*Exercise requirements*
Rewrite the items below so that every occurrence of "positive clicks" becomes "foreground clicks", with nothing else changed.

*Records provided*
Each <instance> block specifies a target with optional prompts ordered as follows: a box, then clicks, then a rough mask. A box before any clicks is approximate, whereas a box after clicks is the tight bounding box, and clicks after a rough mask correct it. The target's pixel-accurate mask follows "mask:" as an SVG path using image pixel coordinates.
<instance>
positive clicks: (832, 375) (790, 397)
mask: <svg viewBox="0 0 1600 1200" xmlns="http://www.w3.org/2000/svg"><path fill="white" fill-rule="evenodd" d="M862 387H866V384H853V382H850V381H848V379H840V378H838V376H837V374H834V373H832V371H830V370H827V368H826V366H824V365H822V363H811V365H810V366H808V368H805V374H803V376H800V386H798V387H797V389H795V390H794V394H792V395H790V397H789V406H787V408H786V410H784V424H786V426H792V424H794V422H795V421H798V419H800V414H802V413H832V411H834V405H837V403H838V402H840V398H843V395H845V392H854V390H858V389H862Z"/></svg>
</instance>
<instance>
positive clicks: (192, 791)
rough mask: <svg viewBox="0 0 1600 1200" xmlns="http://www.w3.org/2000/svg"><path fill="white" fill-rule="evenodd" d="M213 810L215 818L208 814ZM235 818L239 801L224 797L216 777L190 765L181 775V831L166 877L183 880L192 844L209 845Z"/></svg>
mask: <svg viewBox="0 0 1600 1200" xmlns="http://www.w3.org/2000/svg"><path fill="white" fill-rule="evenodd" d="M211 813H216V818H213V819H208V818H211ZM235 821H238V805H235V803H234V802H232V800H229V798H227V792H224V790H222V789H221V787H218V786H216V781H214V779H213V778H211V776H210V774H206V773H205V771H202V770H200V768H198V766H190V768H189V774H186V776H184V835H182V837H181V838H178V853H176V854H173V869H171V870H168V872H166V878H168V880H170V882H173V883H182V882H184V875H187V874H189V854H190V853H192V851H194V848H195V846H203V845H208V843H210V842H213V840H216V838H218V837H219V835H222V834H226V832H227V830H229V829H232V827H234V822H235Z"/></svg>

*Completed task*
Each <instance> block specifies a target with optional prompts ordered as follows: a box, then clicks, then a rough mask. A box before any clicks is approximate, whereas a box after clicks is the tight bounding box, and clicks after a rough mask correct it. The target's pixel-accurate mask follows "mask:" as an SVG path using image pixel coordinates.
<instance>
foreground clicks: (832, 375) (790, 397)
mask: <svg viewBox="0 0 1600 1200" xmlns="http://www.w3.org/2000/svg"><path fill="white" fill-rule="evenodd" d="M862 387H866V384H853V382H850V381H848V379H840V378H838V376H837V374H834V373H832V371H830V370H827V368H826V366H824V365H822V363H811V365H810V366H808V368H805V374H803V376H800V386H798V387H797V389H795V390H794V394H792V395H790V397H789V406H787V408H786V410H784V424H786V426H792V424H794V422H795V421H798V419H800V414H802V413H832V411H834V405H837V403H838V402H840V398H843V395H845V392H854V390H858V389H862Z"/></svg>
</instance>
<instance>
foreground clicks: (192, 791)
rough mask: <svg viewBox="0 0 1600 1200" xmlns="http://www.w3.org/2000/svg"><path fill="white" fill-rule="evenodd" d="M213 810L215 818L208 814ZM235 818L239 801L224 797L216 777L190 765L181 775V831L166 877L183 880L192 844L209 845Z"/></svg>
mask: <svg viewBox="0 0 1600 1200" xmlns="http://www.w3.org/2000/svg"><path fill="white" fill-rule="evenodd" d="M211 813H216V818H213V819H208V818H211ZM235 821H238V805H235V803H234V802H232V800H229V798H227V792H224V790H222V789H221V787H218V786H216V781H214V779H213V778H211V776H210V774H206V773H205V771H202V770H200V768H198V766H190V768H189V774H186V776H184V835H182V837H181V838H178V853H176V854H173V869H171V870H168V872H166V878H168V880H170V882H173V883H182V882H184V875H187V874H189V854H190V853H192V851H194V848H195V846H203V845H208V843H210V842H213V840H216V838H218V837H219V835H222V834H226V832H227V830H229V829H232V827H234V822H235Z"/></svg>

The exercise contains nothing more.